LISTE DES TÂCHES
• A. Reproduisez mot pour mot l'ensemble des enregistrements, en laissant les images de côté dans votre réponse.
• B. Poursuivez le récit de la visite de la famille de Roman Souchtchenko dans la colonie russe à la suite de sa dernière phrase.

EXTRAIT FOURNI
● ● ●

Deuxième rendez-vous de Roman Souchtchenko avec sa famille : qu'est-ce qui a changé?

Deuxième rendez-vous de Roman Souchtchenko avec sa famille : qu'est-ce qui a changé?

Ukrinform
Quatre mois après la réunion précédente, l’épouse et la fille du journaliste ukrainien Roman Souchtchenko, captif du Kremlin, lui ont rendu visite dans une colonie russe de la région de Kirov.

Ukrinform publie les impressions de la fille de Roman lors de ce voyage.

Notre rendez-vous de trois jours dans le territoire de la colonie n ° 11 (IK-11, dans le village d'Utrobino a débuté le 29 mai. Le voyage a été difficile malgré des conditions météorologiques plus favorables à la fin du printemps que celles du mois de janvier très rigoureux, lorsque ma mère et moi avions rendu la première visite à mon père.

● ● ●

RELEVÉ DES ENREGISTREMENTS
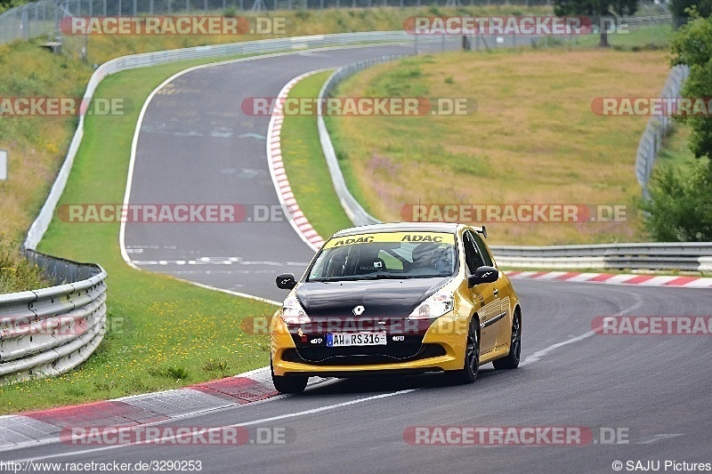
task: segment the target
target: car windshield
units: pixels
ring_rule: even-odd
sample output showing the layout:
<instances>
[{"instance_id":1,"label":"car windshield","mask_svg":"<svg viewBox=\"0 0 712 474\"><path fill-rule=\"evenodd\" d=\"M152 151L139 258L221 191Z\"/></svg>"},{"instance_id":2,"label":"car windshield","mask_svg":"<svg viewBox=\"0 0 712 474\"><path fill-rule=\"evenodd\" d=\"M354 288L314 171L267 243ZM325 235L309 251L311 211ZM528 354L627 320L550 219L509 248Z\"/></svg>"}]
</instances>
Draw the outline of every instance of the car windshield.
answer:
<instances>
[{"instance_id":1,"label":"car windshield","mask_svg":"<svg viewBox=\"0 0 712 474\"><path fill-rule=\"evenodd\" d=\"M335 237L324 245L307 281L450 277L455 256L455 237L444 232Z\"/></svg>"}]
</instances>

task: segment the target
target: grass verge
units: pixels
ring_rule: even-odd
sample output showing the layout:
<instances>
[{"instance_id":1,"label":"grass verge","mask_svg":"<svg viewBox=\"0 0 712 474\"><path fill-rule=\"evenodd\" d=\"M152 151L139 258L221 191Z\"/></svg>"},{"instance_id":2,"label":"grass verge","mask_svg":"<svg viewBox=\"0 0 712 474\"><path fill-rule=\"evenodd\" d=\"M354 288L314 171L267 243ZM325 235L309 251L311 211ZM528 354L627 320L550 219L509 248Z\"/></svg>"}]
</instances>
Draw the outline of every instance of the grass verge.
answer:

● ● ●

RÉPONSES ATTENDUES
• A.
task: segment the target
target: car windshield
units: pixels
ring_rule: even-odd
sample output showing the layout:
<instances>
[{"instance_id":1,"label":"car windshield","mask_svg":"<svg viewBox=\"0 0 712 474\"><path fill-rule=\"evenodd\" d=\"M152 151L139 258L221 191Z\"/></svg>"},{"instance_id":2,"label":"car windshield","mask_svg":"<svg viewBox=\"0 0 712 474\"><path fill-rule=\"evenodd\" d=\"M354 288L314 171L267 243ZM325 235L309 251L311 211ZM528 354L627 320L550 219L509 248Z\"/></svg>"}]
</instances>
Draw the outline of every instance of the car windshield.
answer:
<instances>
[{"instance_id":1,"label":"car windshield","mask_svg":"<svg viewBox=\"0 0 712 474\"><path fill-rule=\"evenodd\" d=\"M335 237L324 245L307 281L450 277L455 256L455 237L444 232Z\"/></svg>"}]
</instances>

task: segment the target
target: grass verge
units: pixels
ring_rule: even-odd
sample output showing the layout:
<instances>
[{"instance_id":1,"label":"grass verge","mask_svg":"<svg viewBox=\"0 0 712 474\"><path fill-rule=\"evenodd\" d=\"M152 151L139 258L221 191Z\"/></svg>"},{"instance_id":2,"label":"grass verge","mask_svg":"<svg viewBox=\"0 0 712 474\"><path fill-rule=\"evenodd\" d=\"M354 288L314 171L267 243ZM325 235L309 251L311 211ZM528 354L627 320L550 219L509 248Z\"/></svg>"}]
</instances>
Draw the outline of every instance of the grass verge.
answer:

• B.
Nous avons été accueillies à Kirov par un épais brouillard qui masquait presque les routes par une température de +9°C. À cette époque de l'année, les pissenlits et les lilas commençaient tout juste à fleurir. Nous avons dû mettre une croix sur les fraises et les cerises que nous pensions offrir à mon père, mais ce n’était pas la saison.

Comme la dernière fois, la réunion de famille s'est tenue dans un bloc spécial pour les longues réunions. Ce bloc comprend dix chambres pour les prisonniers et leurs familles, une cuisine et une salle de bains communes ainsi que des toilettes séparées pour les hommes et les femmes. Nous avions pour voisins cinq autres familles peu avenantes. Parmi elles, nous étions encore les seules étrangères.

La salle, qui nous avait été attribuée pour une longue réunion, ressemblait plus à un couloir  étroit et long. Il y avait une fenêtre grillagée qui donnait sur un mur de briques, un lit double et un banc convertible en un autre lit, une table, des chaises, un placard, une télévision et un réfrigérateur. On nous a dit que tous les meubles étaient fabriqués par des prisonniers.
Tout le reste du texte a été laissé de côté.